## Written instruction
Quote the whole listing verbatim.

## Listed entries

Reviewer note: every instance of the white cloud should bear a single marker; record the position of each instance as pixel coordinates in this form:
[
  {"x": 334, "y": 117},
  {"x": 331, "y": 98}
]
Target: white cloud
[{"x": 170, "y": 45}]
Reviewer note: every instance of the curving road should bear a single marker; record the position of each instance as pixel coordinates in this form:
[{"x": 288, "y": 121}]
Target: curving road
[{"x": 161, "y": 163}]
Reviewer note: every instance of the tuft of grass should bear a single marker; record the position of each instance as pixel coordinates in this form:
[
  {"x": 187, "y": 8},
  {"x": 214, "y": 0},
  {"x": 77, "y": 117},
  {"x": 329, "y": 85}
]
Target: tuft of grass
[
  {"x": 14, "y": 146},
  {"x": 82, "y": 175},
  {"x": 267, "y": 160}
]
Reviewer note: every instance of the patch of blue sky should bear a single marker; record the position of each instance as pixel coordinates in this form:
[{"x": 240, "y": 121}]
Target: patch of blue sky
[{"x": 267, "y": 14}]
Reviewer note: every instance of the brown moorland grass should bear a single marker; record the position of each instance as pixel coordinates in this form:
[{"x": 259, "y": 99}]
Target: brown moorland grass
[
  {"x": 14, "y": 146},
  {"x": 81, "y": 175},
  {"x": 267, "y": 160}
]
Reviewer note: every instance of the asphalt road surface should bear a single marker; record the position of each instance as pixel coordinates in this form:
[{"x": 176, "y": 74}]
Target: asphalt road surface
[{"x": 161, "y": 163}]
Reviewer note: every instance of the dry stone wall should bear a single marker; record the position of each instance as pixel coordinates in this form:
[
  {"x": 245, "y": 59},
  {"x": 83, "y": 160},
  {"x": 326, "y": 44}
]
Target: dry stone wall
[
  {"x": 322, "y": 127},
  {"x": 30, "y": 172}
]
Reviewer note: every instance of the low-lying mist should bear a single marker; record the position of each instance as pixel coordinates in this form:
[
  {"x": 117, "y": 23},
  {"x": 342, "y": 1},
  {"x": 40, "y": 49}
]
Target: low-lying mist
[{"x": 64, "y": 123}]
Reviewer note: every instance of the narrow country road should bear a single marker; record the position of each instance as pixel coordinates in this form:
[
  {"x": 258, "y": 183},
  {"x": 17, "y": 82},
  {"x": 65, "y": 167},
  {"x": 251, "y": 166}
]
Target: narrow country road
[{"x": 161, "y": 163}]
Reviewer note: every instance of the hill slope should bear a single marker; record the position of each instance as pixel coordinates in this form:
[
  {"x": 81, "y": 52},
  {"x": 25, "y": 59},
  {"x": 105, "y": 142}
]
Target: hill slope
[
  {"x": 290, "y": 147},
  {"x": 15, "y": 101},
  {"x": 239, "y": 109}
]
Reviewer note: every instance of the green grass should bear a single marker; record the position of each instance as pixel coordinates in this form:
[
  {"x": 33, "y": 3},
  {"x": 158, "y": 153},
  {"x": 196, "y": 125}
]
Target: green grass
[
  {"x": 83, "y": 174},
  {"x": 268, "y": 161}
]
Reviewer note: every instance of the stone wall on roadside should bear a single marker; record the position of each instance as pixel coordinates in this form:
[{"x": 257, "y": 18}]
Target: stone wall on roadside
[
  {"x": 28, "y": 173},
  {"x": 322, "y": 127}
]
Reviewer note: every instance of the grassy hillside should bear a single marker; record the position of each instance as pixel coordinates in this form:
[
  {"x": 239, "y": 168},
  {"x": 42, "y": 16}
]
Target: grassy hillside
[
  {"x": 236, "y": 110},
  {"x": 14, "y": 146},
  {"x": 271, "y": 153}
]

## Answer to the problem
Reviewer note: every instance of the white cloud should bear a single marker; record the position of each instance as pixel coordinates in this form:
[
  {"x": 334, "y": 117},
  {"x": 331, "y": 98}
]
Target: white cloud
[{"x": 170, "y": 45}]
Reviewer note: every instance of the curving road should bear a single marker; record the position of each instance as pixel coordinates in this form:
[{"x": 288, "y": 121}]
Target: curving road
[{"x": 161, "y": 163}]
Reviewer note: every instance of the tuft of grass should bear a single marker; record the position of each instance as pixel coordinates in this form:
[
  {"x": 187, "y": 8},
  {"x": 214, "y": 0},
  {"x": 77, "y": 117},
  {"x": 329, "y": 85}
]
Target: tuft of grass
[
  {"x": 14, "y": 146},
  {"x": 82, "y": 175},
  {"x": 267, "y": 160}
]
Reviewer note: every instance of the patch of blue sky should bear a single marker; record the position of each instance as pixel coordinates in this form:
[{"x": 240, "y": 121}]
Target: patch of blue sky
[{"x": 267, "y": 14}]
Reviewer note: every instance of the brown moorland grass should bear a single marker; record the position of each instance as pixel coordinates in this form:
[{"x": 259, "y": 99}]
Target: brown moorland grass
[
  {"x": 14, "y": 146},
  {"x": 81, "y": 175},
  {"x": 267, "y": 160}
]
Reviewer note: every instance of the asphalt road surface should bear a single marker; record the position of each instance as pixel coordinates in this form:
[{"x": 176, "y": 74}]
Target: asphalt road surface
[{"x": 161, "y": 163}]
Reviewer note: every instance of the dry stone wall should bear a single marker; record the position of each instance as pixel coordinates in this form:
[
  {"x": 245, "y": 59},
  {"x": 83, "y": 160},
  {"x": 326, "y": 44}
]
Target: dry stone wall
[
  {"x": 322, "y": 127},
  {"x": 30, "y": 172}
]
Reviewer note: every instance of the low-lying mist should bear a single marker; record the position of each instance as pixel coordinates in this form:
[
  {"x": 117, "y": 23},
  {"x": 342, "y": 1},
  {"x": 40, "y": 49}
]
Target: low-lying mist
[{"x": 64, "y": 123}]
Reviewer note: every instance of the narrow country road should bear a single marker; record the position of each instance as pixel coordinates in this form:
[
  {"x": 258, "y": 183},
  {"x": 17, "y": 82},
  {"x": 65, "y": 167},
  {"x": 251, "y": 166}
]
Target: narrow country road
[{"x": 161, "y": 163}]
Reviewer note: every instance of the hill slope should bear a single marker; record the position of each instance as pixel coordinates in this form:
[
  {"x": 81, "y": 52},
  {"x": 25, "y": 59},
  {"x": 105, "y": 142}
]
Target: hill slope
[
  {"x": 290, "y": 147},
  {"x": 15, "y": 101},
  {"x": 239, "y": 109}
]
Reviewer note: every instance of the green grass should bear a single marker; record the position of each instance as pixel coordinates in this form:
[
  {"x": 33, "y": 3},
  {"x": 158, "y": 153},
  {"x": 196, "y": 125}
]
Target: green grass
[
  {"x": 83, "y": 174},
  {"x": 268, "y": 161}
]
Reviewer note: every instance of the stone wall on roadside should bear a single marker; record the position of each instance as pixel coordinates in this form:
[{"x": 257, "y": 18}]
Target: stone wall on roadside
[
  {"x": 28, "y": 173},
  {"x": 322, "y": 127}
]
Reviewer note: every instance of the grassy hillside should bear a single marker; record the position of each instance as pixel coordinates in this form:
[
  {"x": 239, "y": 168},
  {"x": 42, "y": 16}
]
Target: grassy hillside
[
  {"x": 236, "y": 110},
  {"x": 14, "y": 146},
  {"x": 271, "y": 153}
]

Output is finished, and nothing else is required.